# Problem to solve:
Every record should be copied exactly, and the images omitted.

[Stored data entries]
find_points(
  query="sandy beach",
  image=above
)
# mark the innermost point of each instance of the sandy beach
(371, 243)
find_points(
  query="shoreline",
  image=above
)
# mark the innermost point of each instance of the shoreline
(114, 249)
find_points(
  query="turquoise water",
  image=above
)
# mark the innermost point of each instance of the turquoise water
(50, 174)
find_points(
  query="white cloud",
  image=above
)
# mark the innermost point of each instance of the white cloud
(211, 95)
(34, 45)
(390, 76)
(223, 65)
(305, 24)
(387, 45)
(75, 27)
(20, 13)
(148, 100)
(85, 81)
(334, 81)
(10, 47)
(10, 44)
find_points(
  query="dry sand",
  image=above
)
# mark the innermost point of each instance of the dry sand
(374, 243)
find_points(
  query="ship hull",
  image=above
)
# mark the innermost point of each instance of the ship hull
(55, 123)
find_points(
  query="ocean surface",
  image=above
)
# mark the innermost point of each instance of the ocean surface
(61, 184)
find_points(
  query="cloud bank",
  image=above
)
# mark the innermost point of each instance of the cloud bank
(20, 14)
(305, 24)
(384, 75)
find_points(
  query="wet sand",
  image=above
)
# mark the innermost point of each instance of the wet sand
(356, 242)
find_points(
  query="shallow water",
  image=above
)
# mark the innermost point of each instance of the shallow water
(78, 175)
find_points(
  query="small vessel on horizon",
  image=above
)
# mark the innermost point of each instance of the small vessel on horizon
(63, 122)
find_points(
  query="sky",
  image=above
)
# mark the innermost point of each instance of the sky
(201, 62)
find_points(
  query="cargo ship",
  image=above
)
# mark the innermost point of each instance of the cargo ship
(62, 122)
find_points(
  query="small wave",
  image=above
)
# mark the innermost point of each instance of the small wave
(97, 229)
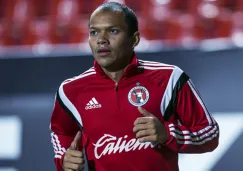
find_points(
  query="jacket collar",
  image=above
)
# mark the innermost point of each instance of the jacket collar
(131, 69)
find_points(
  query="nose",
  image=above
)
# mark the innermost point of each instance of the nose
(102, 39)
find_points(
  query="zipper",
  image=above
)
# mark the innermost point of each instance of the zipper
(116, 86)
(117, 97)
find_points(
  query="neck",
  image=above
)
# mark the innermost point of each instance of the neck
(116, 75)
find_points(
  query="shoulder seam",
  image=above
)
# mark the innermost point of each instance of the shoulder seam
(87, 73)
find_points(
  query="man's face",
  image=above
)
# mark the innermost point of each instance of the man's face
(111, 45)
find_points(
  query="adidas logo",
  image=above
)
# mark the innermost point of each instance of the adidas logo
(93, 104)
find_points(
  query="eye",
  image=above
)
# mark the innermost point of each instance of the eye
(114, 31)
(93, 33)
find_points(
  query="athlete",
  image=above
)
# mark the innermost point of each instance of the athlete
(126, 114)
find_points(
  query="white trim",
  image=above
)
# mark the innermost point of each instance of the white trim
(192, 136)
(58, 156)
(67, 102)
(157, 68)
(200, 101)
(152, 63)
(195, 143)
(169, 89)
(91, 102)
(94, 100)
(58, 149)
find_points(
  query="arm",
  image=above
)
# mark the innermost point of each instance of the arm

# Solution to the exercise:
find_points(
  query="sandy beach",
  image=above
)
# mark the innermost point of each instance of the sandy beach
(371, 243)
find_points(
  query="shoreline",
  image=above
)
# mark the innermost point of each instance of the shoreline
(114, 249)
find_points(
  query="turquoise water",
  image=above
)
# mark the innermost point of each instance of the turquoise water
(50, 174)
find_points(
  query="white cloud",
  image=above
)
# mark the innermost point of each instance of the white cloud
(211, 95)
(34, 45)
(390, 76)
(223, 65)
(305, 24)
(387, 45)
(75, 27)
(20, 13)
(148, 100)
(85, 81)
(334, 81)
(10, 47)
(10, 44)
find_points(
  query="dry sand",
  image=above
)
# mark the innermost point of each instance of the dry sand
(374, 243)
find_points(
  query="ship hull",
  image=above
)
# mark the innermost point of each instance of the ship hull
(55, 123)
find_points(
  query="ocean surface",
  image=above
)
# mark the innermost point of each instance of the ocean surface
(61, 184)
find_points(
  query="cloud bank",
  image=above
)
# mark the innermost point of each instance of the cloud bank
(20, 14)
(305, 24)
(384, 75)
find_points(
  query="wet sand",
  image=above
)
# mark the innermost point of each instance of the wet sand
(356, 242)
find_points(
  query="shallow water",
  image=above
)
# mark the innermost point of each instance of the shallow water
(78, 175)
find_points(
  query="small vessel on horizon",
  image=above
)
# mark the innermost point of each instance of the small vessel on horizon
(63, 122)
find_points(
  query="sky",
  image=above
)
# mark the innermost point of each instance of the sky
(201, 62)
find_points(
  query="cargo ship",
  image=above
)
# mark the innermost point of each instance of the cargo ship
(62, 122)
find_points(
  query="small wave",
  image=above
)
# mark the innermost point of each instance of the small wave
(97, 229)
find_points(
  query="jacket collar",
  image=above
)
# mark the innermost point of each instance of the jacket collar
(131, 69)
find_points(
  query="nose",
  image=above
)
# mark the innermost point of each instance of the nose
(102, 39)
find_points(
  query="zipper",
  image=above
)
# mark the innermost point of each instance of the zipper
(116, 86)
(117, 97)
find_points(
  query="neck",
  image=above
)
# mark the innermost point of each instance of the neck
(116, 75)
find_points(
  query="shoulder seam",
  image=above
)
# mark the innermost point of each instance of the shoulder seam
(87, 73)
find_points(
  query="man's face",
  image=above
)
# mark the innermost point of each instance of the man's face
(111, 45)
find_points(
  query="adidas logo",
  image=above
)
# mark the innermost point of each instance of the adidas logo
(93, 104)
find_points(
  query="eye",
  image=above
)
# mark the innermost point of each instance of the eye
(114, 31)
(93, 33)
find_points(
  query="athlete",
  image=above
)
# mark the innermost point of each instance of the athlete
(126, 114)
find_points(
  query="white trim",
  image=above
)
# mark the innermost point of each instance of the white trim
(192, 136)
(58, 156)
(67, 102)
(157, 68)
(200, 101)
(152, 63)
(195, 143)
(169, 89)
(91, 102)
(94, 100)
(58, 149)
find_points(
  query="arm",
  image=above
)
# mark the innermost point of each instance of the arm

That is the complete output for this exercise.